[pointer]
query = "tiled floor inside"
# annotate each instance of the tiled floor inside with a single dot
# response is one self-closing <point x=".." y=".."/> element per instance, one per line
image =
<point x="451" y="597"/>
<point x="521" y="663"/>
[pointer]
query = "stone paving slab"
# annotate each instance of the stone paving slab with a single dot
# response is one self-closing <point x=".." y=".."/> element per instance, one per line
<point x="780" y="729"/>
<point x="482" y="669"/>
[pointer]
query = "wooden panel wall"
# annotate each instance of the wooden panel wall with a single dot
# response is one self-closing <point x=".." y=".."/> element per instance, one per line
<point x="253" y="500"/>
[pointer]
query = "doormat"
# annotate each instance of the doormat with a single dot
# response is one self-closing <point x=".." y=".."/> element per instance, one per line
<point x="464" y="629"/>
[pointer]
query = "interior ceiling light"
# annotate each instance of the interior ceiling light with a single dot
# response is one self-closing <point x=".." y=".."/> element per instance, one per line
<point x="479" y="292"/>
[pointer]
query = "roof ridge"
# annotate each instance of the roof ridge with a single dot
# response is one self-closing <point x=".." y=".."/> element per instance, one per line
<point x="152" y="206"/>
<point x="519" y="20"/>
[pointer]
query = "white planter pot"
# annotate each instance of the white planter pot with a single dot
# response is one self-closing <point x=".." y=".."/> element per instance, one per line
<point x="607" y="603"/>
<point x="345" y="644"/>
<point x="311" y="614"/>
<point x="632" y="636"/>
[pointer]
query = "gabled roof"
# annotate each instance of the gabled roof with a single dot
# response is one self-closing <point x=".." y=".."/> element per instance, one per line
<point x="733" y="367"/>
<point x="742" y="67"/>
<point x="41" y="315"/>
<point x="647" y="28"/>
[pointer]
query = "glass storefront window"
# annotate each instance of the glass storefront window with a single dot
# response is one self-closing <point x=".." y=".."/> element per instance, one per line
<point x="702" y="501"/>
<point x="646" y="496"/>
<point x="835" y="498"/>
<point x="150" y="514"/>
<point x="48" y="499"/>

• _What you will do_: From the data above, extract every line in its exact form.

• _Solved problem_:
[pointer]
query = "tiled floor inside"
# annotate each instance of the tiled floor inside with a single dot
# response is one self-closing <point x=".." y=".."/> element per instance, one per line
image =
<point x="451" y="597"/>
<point x="521" y="663"/>
[pointer]
query = "stone paving slab"
# annotate each instance of the stone paving slab with a single dot
# response is one self-closing <point x=".." y=".."/> element per instance, one per line
<point x="780" y="729"/>
<point x="482" y="669"/>
[pointer]
query = "wooden panel wall"
# annotate each instance of the wooden panel wall with a single dot
# response is one self-closing <point x=".." y=".."/> element per instance, one per line
<point x="253" y="500"/>
[pointer]
query = "doormat"
# annotate each instance of the doormat with a single dot
# response is one self-closing <point x=".." y=".."/> element per instance, one per line
<point x="464" y="629"/>
[pointer]
query = "interior ceiling light"
# annotate each instance of the interior ceiling light with a single dot
# response is one self-closing <point x=".." y=".."/> element per instance, one per line
<point x="479" y="292"/>
[pointer]
query = "roof ridge"
# annotate each instance of the roof ridge with a single dot
# response is one self-closing <point x=".." y=".."/> element per instance, one per line
<point x="152" y="206"/>
<point x="519" y="20"/>
[pointer]
query = "white planter pot"
# annotate each instance of the white planter pot with a single dot
# response is one self-closing <point x=".." y=".."/> element per instance, one per line
<point x="607" y="603"/>
<point x="345" y="644"/>
<point x="311" y="614"/>
<point x="632" y="636"/>
[pointer]
query = "gabled roof"
# annotate each instance of the gabled roof with a single dot
# response is one self-closing <point x=".." y=".."/> element per instance, one per line
<point x="733" y="367"/>
<point x="742" y="67"/>
<point x="41" y="315"/>
<point x="647" y="28"/>
[pointer]
query = "glass storefront window"
# annotate each instance of the glass storefront window with a single dot
# response is one self-closing <point x=".." y=".."/> element per instance, one per line
<point x="702" y="501"/>
<point x="646" y="496"/>
<point x="835" y="498"/>
<point x="150" y="514"/>
<point x="48" y="499"/>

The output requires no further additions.